*** The data Section Begins ***

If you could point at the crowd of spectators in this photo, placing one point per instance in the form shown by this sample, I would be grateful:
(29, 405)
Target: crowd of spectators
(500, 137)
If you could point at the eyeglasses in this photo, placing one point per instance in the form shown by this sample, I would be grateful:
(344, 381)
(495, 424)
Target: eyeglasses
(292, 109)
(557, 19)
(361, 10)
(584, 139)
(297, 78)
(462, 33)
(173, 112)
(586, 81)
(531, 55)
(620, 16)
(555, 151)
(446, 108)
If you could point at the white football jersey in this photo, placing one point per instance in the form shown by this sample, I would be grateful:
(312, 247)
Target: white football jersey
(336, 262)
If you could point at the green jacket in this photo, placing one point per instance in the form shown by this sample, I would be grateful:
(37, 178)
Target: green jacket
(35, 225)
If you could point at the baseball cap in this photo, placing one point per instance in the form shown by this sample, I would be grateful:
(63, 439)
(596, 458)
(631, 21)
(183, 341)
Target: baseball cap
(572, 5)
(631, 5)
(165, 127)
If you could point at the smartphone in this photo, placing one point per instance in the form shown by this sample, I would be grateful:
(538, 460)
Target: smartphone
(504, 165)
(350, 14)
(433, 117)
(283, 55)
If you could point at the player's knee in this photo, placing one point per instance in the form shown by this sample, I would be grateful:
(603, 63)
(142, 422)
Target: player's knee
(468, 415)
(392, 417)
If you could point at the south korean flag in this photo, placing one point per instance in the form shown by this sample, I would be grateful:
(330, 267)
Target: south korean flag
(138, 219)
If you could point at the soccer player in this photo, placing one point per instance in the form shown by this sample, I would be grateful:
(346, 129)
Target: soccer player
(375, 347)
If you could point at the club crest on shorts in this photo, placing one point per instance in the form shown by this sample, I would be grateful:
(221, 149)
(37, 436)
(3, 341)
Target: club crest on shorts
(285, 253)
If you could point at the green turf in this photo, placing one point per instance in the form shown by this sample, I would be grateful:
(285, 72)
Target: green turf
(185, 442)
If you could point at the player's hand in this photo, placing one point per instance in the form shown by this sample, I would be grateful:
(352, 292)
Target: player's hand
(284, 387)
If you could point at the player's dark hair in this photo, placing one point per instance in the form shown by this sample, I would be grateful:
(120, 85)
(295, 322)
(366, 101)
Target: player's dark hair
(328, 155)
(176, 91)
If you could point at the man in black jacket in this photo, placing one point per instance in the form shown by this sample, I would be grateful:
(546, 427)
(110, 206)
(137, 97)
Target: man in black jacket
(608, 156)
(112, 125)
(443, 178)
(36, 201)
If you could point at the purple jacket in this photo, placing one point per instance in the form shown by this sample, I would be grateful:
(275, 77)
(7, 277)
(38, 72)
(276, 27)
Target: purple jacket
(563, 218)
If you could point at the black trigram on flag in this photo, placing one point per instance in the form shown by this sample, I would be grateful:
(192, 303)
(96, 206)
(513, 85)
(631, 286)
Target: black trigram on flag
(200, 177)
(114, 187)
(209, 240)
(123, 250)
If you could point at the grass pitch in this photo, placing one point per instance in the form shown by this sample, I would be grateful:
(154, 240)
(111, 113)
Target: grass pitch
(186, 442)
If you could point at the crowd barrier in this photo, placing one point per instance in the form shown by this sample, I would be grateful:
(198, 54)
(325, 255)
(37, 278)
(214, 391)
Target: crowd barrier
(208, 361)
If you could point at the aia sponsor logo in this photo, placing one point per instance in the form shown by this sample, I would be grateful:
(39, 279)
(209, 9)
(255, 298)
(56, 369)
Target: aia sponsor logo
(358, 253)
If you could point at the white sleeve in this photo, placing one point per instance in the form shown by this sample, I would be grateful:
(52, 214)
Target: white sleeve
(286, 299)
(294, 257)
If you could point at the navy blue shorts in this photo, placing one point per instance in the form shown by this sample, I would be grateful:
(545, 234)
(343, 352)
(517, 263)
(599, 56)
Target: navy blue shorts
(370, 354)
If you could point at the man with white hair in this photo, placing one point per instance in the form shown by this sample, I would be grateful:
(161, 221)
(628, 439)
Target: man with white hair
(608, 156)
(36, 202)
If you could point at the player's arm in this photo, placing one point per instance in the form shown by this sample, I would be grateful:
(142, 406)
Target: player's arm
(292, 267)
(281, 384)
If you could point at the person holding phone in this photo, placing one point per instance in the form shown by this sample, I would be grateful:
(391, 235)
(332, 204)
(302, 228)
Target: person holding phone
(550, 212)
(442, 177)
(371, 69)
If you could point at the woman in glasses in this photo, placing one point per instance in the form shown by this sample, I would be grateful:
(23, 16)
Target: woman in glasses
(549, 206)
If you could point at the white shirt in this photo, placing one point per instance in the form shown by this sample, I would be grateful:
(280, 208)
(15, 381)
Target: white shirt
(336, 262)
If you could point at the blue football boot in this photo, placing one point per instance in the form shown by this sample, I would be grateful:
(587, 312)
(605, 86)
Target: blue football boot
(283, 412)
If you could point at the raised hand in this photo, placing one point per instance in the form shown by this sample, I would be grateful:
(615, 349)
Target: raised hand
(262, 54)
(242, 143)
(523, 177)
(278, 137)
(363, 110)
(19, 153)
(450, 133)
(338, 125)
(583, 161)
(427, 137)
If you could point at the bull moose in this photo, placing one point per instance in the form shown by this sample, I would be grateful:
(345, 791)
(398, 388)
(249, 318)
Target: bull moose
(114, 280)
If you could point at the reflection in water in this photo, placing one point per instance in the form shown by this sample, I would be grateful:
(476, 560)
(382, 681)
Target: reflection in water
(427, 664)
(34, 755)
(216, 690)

*** The data Section Ends ***

* _What is required_
Copy out the records above without altering anything.

* _Worked solution_
If you could point at the crowd of spectators in this photo, placing one point per instance in the form shown by this sample, I would be grateful:
(29, 405)
Target: crowd of spectators
(500, 137)
If you could point at the eyeglasses in this photo, placing one point per instance in the form shown by this sample, I would be grateful:
(344, 381)
(495, 424)
Target: eyeglasses
(292, 109)
(557, 19)
(361, 10)
(584, 139)
(297, 78)
(462, 33)
(173, 112)
(586, 81)
(531, 55)
(620, 16)
(555, 151)
(446, 108)
If you could point at the white football jersey in this photo, placing one point per instance in the form shown by this sample, I would be grateful:
(312, 247)
Target: white football jersey
(336, 262)
If you could point at the green jacket in this photo, placing one point per instance in the form shown by this sample, I would be grateful:
(37, 178)
Target: green jacket
(35, 225)
If you could point at the baseball cap in this photo, placing one point per instance in the form shown by this sample, I would be grateful:
(63, 439)
(596, 458)
(631, 21)
(183, 341)
Target: baseball cap
(572, 5)
(631, 5)
(165, 127)
If you could point at the smartphone in this photo, placing one point per instance in the form shown by this sample, I would be grateful:
(538, 460)
Target: smartphone
(504, 165)
(350, 14)
(433, 117)
(283, 55)
If you could point at the player's knee in this photo, placing one point per instance in the form shown by this sample, I would be grateful:
(603, 63)
(142, 422)
Target: player's knee
(468, 415)
(392, 417)
If you could point at the south korean flag in this photo, placing one point per instance in the form shown by this sample, I would be grateful:
(330, 267)
Target: south korean flag
(138, 219)
If you could point at the soccer player in this photo, placing one point per instance in the form shown by this sample, I would be grateful:
(346, 129)
Target: soccer player
(375, 347)
If you could point at the club crest on shorts in this photo, placing one point per instance in the form shown by this sample, I would be grateful:
(221, 149)
(37, 436)
(3, 341)
Target: club crest on shorts
(285, 253)
If you could point at the green turf in this photo, placing one point per instance in the form shown by this sample, I would be grateful:
(285, 72)
Target: green turf
(185, 442)
If you could point at the player's hand in this photo, placing one point per instance in the form shown by this sample, I would be grateful:
(352, 292)
Target: player's hand
(284, 387)
If you could point at the player's dark hair in this photo, placing one point per instance in the form shown by this sample, I would be grateful:
(120, 85)
(295, 322)
(366, 101)
Target: player's dark hair
(328, 155)
(176, 91)
If you could point at the man in black jacket in this photo, placing one point per instance in the form shown by this sample, I would be grateful:
(546, 427)
(110, 206)
(137, 97)
Target: man in black jacket
(608, 156)
(112, 125)
(443, 178)
(36, 201)
If you could point at the purple jacket in this photo, placing one point per instance in the form shown by this sample, I would be grateful:
(275, 77)
(7, 277)
(38, 72)
(276, 27)
Target: purple jacket
(563, 218)
If you could point at the black trigram on flag in this photo, placing one point per instance in the form shown by this sample, I would be grateful:
(192, 303)
(96, 206)
(513, 85)
(631, 286)
Target: black trigram on flag
(200, 177)
(114, 187)
(209, 240)
(123, 250)
If you could point at the grass pitch in this photo, placing one point per instance in the form shown by this sample, I would be grateful:
(154, 240)
(111, 113)
Target: grass pitch
(186, 442)
If you could point at the crowd barrier in this photo, placing one point per instance in the form shown by this sample, I would be grateful:
(198, 54)
(325, 255)
(37, 278)
(214, 391)
Target: crowd barrier
(208, 361)
If you could point at the aia sponsor logo in this photo, placing one point per instance in the form shown by this sample, I would be grateful:
(39, 279)
(209, 9)
(255, 298)
(56, 369)
Target: aia sponsor logo
(358, 253)
If you could point at the white sleeve in this photo, placing one point per instance in the form shown by this sample, I would be grateful:
(52, 214)
Target: white sleeve
(286, 299)
(294, 257)
If you could point at the navy blue shorts in this photo, placing one point per instance in the form shown by this sample, I would be grateful:
(545, 234)
(343, 352)
(517, 263)
(599, 56)
Target: navy blue shorts
(370, 354)
If you could point at the man with white hair in this photo, placing one point per instance in the form shown by this sample, I would be grateful:
(161, 221)
(628, 439)
Target: man with white hair
(608, 156)
(36, 202)
If you could point at the player's arm in this photo, placing one point per instance in the form shown by this sample, I would be grateful:
(142, 406)
Target: player's arm
(292, 267)
(281, 384)
If you could point at the person holding phone in this photo, placing one point per instance in the form shown by this sample, I would be grateful:
(391, 235)
(332, 204)
(302, 228)
Target: person holding phone
(550, 212)
(442, 177)
(371, 69)
If you could point at the woman in glasses in this photo, placing one point per instance in the form shown by this sample, I would be grateful:
(23, 16)
Target: woman in glasses
(549, 206)
If you could point at the white shirt in this photo, placing one point per instance in the form shown by this sample, I would be grateful:
(280, 208)
(15, 381)
Target: white shirt
(336, 262)
If you could point at the blue football boot in this photo, placing one point per instance in the form shown by this sample, I would be grateful:
(587, 312)
(605, 86)
Target: blue football boot
(283, 412)
If you could point at the raised hand in this photo, placing one point per instance in the form shown by this sample, I would be grateful:
(615, 349)
Target: raised hand
(262, 54)
(242, 143)
(523, 177)
(278, 137)
(363, 110)
(19, 153)
(450, 133)
(338, 125)
(583, 161)
(427, 137)
If you could point at the bull moose in this photo, placing one point per instance in the form shown by this sample, I would be grateful:
(345, 791)
(398, 388)
(249, 318)
Target: bull moose
(114, 280)
If you could point at the reflection in water in this photo, placing one point per instance in the form shown by this sample, I would be grateful:
(476, 560)
(382, 681)
Target: reflection in water
(427, 664)
(34, 755)
(216, 690)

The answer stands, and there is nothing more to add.